:: SUPPLIED TEXT ::
* * * * * * *

This is a collection of all important equations in Competitive Programming.
Motivation
Do you find it bad if you couldn’t solve a problem just because you didn’t know about a certain equation?
Do you find it difficult to take a quick look at an equation that you know exists but forgot about it while solving a problem?
Do you think that all the equations that are important in CP are just cluttered and you are too lazy to collect them in one place?
Well, then you are in the right place! I am here to solve all of the aforementioned problems. I believe you should not waste your precious time searching the internet for important equations. You should solve more problems. I am here to undertake the nasty task of collecting things.
The Equation List
- Axiom of extensionality: $$$\forall x\forall y[\forall z(z\in x\Leftrightarrow z\in y)\Rightarrow x=y]$$$
- Axiom of regularity: $$$\forall x[\exists a(a\in x)\Rightarrow\exists y(y\in x\land\lnot\exists z(z\in y\land z\in x))]$$$
- Axiom schema of specification: $$$\forall z\forall w_1\forall w_2\dots\forall w_n\exists y\forall x[x\in y\Leftrightarrow((x\in z)\land\phi)]$$$
- Axiom of pairing: $$$\forall x\forall y\exists z((x\in z)\land(y\in z))$$$
- Axiom of union: $$$\forall\mathcal F\exists A\forall Y\forall x[(x\in Y\land Y\in\mathcal F)\Rightarrow x\in A]$$$
- Axiom schema of replacement: $$$\forall A\forall w_1\forall w_2\dots\forall w_n[\forall x(x\in A\Rightarrow\exists!y\phi)\Rightarrow\exists B\forall x(x\in A\Rightarrow\exists y(y\in B\land\phi))]$$$
- Axiom of infinity: $$$\exists X[\exists e(\forall z\lnot(z\in e))\land e\in X\land \forall y(y\in X\Rightarrow y\cup\{y\}\in X)]$$$
- Axiom of power set: $$$\forall x\exists y\forall z[z\subseteq x\Rightarrow z\in y]$$$
- Axiom of choice: $$$\forall X[\emptyset\not\in X\Rightarrow\exists f:X\to\bigcup x(\forall A\in X(f(A)\in A))]$$$
Outro
A good life is just a series of good days. So make sure to have a good day, friend 
.
Sir, can you give proofs please?
axiom: noun. a statement or proposition which is regarded as being established, accepted, or self-evidently true.
-Oxford Languages Dictionary
:rage:
At least, prove consistency.
10. Axiom of consistency: The previous 9 axioms are consistent.
Now prove consistency of all 10 axioms.
It is controversial to include equation 9 in the equation list, so I would suggest its removal from this list, lest some authors make problems that intentionally abuse equation 9, which would be unfair to people who don't include equation 9 in their garden-variety axiom list. Legendary blog btw.
Equation 9 states that for every set of nonempty sets it is possible to choose one element from each of those sets. This seems reasonable.
On the other hand, this is equivalent to the existence of a choice function $$$f$$$ for any set of sets $$$X$$$ that maps elements of $$$X$$$ to elements in the union of $$$X$$$ such that $$$f(S)\in S$$$ for $$$S\in X$$$.

* * * * * * *

:: GIVEN MATERIAL ::
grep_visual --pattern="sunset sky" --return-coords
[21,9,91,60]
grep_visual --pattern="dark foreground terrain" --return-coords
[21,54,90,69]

* * * * * * *

:: GOAL OF THE EXERCISE ::
Rewrite the competitive programming equations thread starting with "Equation 9 states" and going on through "for $$$S\in X$$$.", changing "choice function" to "selection function".

:: EXPECTED ANSWER ::
Equation 9 states that for every set of nonempty sets it is possible to choose one element from each of those sets. This seems reasonable.
On the other hand, this is equivalent to the existence of a selection function $$$f$$$ for any set of sets $$$X$$$ that maps elements of $$$X$$$ to elements in the union of $$$X$$$ such that $$$f(S)\in S$$$ for $$$S\in X$$$.